### EXERCISE AIM
Could you reproduce all of the records exactly?

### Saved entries
+---+

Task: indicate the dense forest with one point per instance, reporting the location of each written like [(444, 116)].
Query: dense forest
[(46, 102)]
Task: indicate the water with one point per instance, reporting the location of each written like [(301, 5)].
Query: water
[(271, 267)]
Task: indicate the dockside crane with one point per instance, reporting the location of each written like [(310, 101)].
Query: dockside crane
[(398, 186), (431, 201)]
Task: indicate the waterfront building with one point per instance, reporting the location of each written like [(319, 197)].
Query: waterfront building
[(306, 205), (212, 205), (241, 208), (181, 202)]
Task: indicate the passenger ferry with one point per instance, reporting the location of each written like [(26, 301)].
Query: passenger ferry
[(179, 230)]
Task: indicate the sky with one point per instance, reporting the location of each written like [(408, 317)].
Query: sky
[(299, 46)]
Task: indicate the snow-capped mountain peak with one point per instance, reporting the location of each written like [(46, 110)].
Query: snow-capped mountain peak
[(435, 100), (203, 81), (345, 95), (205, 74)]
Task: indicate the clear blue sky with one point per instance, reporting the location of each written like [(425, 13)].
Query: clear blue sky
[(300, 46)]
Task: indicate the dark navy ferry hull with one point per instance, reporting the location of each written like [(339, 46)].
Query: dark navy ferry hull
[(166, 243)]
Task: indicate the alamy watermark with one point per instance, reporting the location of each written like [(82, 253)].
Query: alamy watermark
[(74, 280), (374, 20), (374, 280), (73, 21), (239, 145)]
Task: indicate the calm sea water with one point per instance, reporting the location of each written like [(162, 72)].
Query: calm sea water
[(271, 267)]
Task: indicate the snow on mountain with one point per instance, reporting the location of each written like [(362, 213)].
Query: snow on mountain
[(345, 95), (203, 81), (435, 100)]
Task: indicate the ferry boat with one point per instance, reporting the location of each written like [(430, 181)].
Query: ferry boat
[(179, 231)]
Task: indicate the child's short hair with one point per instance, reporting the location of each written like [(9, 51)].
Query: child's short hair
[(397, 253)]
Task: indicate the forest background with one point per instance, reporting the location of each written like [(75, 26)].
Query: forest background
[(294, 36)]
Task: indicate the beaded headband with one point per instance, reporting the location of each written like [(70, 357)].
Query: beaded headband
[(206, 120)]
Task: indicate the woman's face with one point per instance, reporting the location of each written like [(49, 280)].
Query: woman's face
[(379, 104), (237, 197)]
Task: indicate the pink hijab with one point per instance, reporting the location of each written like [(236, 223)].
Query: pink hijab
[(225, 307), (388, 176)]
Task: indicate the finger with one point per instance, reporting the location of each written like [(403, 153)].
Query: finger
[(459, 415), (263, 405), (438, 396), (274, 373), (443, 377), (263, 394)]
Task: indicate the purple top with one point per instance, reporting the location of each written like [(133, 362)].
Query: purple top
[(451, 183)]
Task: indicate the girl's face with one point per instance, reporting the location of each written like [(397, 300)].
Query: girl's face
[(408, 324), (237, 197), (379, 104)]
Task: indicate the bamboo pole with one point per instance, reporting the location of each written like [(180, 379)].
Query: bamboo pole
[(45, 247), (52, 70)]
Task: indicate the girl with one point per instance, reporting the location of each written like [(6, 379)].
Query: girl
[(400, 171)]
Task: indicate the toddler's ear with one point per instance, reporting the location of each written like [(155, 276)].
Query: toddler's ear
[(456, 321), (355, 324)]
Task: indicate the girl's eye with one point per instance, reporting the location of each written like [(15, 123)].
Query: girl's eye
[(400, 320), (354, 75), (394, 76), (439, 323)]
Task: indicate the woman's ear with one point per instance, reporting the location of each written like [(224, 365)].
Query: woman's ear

+---+

### TASK SOLUTION
Task: indicate the dense forest with one point per instance, reporting the location of each written like [(444, 116)].
Query: dense forest
[(46, 102)]
Task: indicate the water with one point per instance, reporting the location of each written like [(301, 5)].
Query: water
[(271, 267)]
Task: indicate the dockside crane with one point per instance, reporting the location of each written like [(310, 101)].
Query: dockside crane
[(398, 186), (431, 201)]
Task: indicate the waterfront building with one point per instance, reporting the location of each written like [(319, 197)].
Query: waterfront building
[(306, 205), (212, 205), (241, 208), (181, 202)]
Task: indicate the passenger ferry with one point per instance, reporting the location of each written like [(26, 301)].
Query: passenger ferry
[(179, 230)]
Task: indicate the sky with one point per instance, reporting the location of each written like [(408, 317)].
Query: sky
[(299, 46)]
Task: indicate the snow-capped mountain peak with one point per instance, reporting the location of each written like [(46, 110)].
Query: snow-capped mountain peak
[(435, 100), (203, 81), (345, 95), (205, 74)]
Task: indicate the clear blue sky with one point per instance, reporting the location of each written like [(425, 13)].
Query: clear blue sky
[(300, 46)]
Task: indicate the dark navy ferry hull with one point per instance, reporting the location of each written like [(339, 46)].
Query: dark navy ferry hull
[(166, 243)]
Task: indicate the alamy watermark with one point per instance, reporting the location of each written like [(82, 253)].
Query: alamy watermark
[(74, 280), (374, 20), (374, 280), (73, 21), (239, 145)]
Task: indicate the calm sea water with one point per instance, reporting the location of each written like [(162, 72)].
Query: calm sea water
[(271, 267)]
Task: indicate the snow on mountain with one point per instance, reporting the location of each written like [(362, 213)].
Query: snow on mountain
[(345, 95), (203, 81), (435, 100)]
Task: indicate the ferry boat with one point per instance, reporting the location of each written like [(430, 181)].
Query: ferry boat
[(179, 231)]
Task: indicate the child's short hair with one point per instance, reporting the location of each written like [(9, 51)].
Query: child's short hair
[(397, 253)]
Task: indicate the forest background with one point per instance, reporting the location of each written like [(75, 26)].
Query: forest background
[(294, 36)]
Task: indicate the beaded headband with one point per instance, reporting the location of each written like [(70, 357)].
Query: beaded headband
[(206, 120)]
Task: indicate the woman's face with one point per instance, reporting the location of each written like [(49, 280)].
Query: woman's face
[(379, 104), (237, 197)]
Task: indicate the pink hijab with one point per instance, reporting the location of each written like [(236, 223)].
Query: pink hijab
[(225, 307), (388, 176)]
Task: indicate the finger with one point per instance, reporting the location of each written like [(403, 153)].
Query: finger
[(459, 415), (263, 405), (438, 396), (274, 373), (443, 377), (263, 394)]
Task: indicate the purple top with one point per instance, reporting the location of each written like [(133, 362)].
Query: purple top
[(451, 183)]
Task: indicate the girl's face with one point per instance, reporting the location of each written like [(397, 300)].
Query: girl's face
[(408, 324), (237, 197), (379, 104)]
Task: indicate the bamboo pole with one point per instance, reporting the location of each written like [(180, 379)].
Query: bamboo pole
[(45, 247), (52, 70)]
Task: indicate the girl with one point per instance, reporting the location of each written like [(6, 379)].
Query: girl
[(400, 171)]
Task: indicate the toddler's ear with one point per instance, reporting the location of each written like [(155, 276)].
Query: toddler's ear
[(456, 321), (355, 324)]
Task: indicate the girl's eye with one point per instance, reporting the location of each written like [(15, 123)].
Query: girl's eye
[(400, 320), (354, 75), (394, 76), (439, 323)]
Task: indicate the woman's ear with one point per instance, reporting the location of each written like [(224, 365)].
Query: woman's ear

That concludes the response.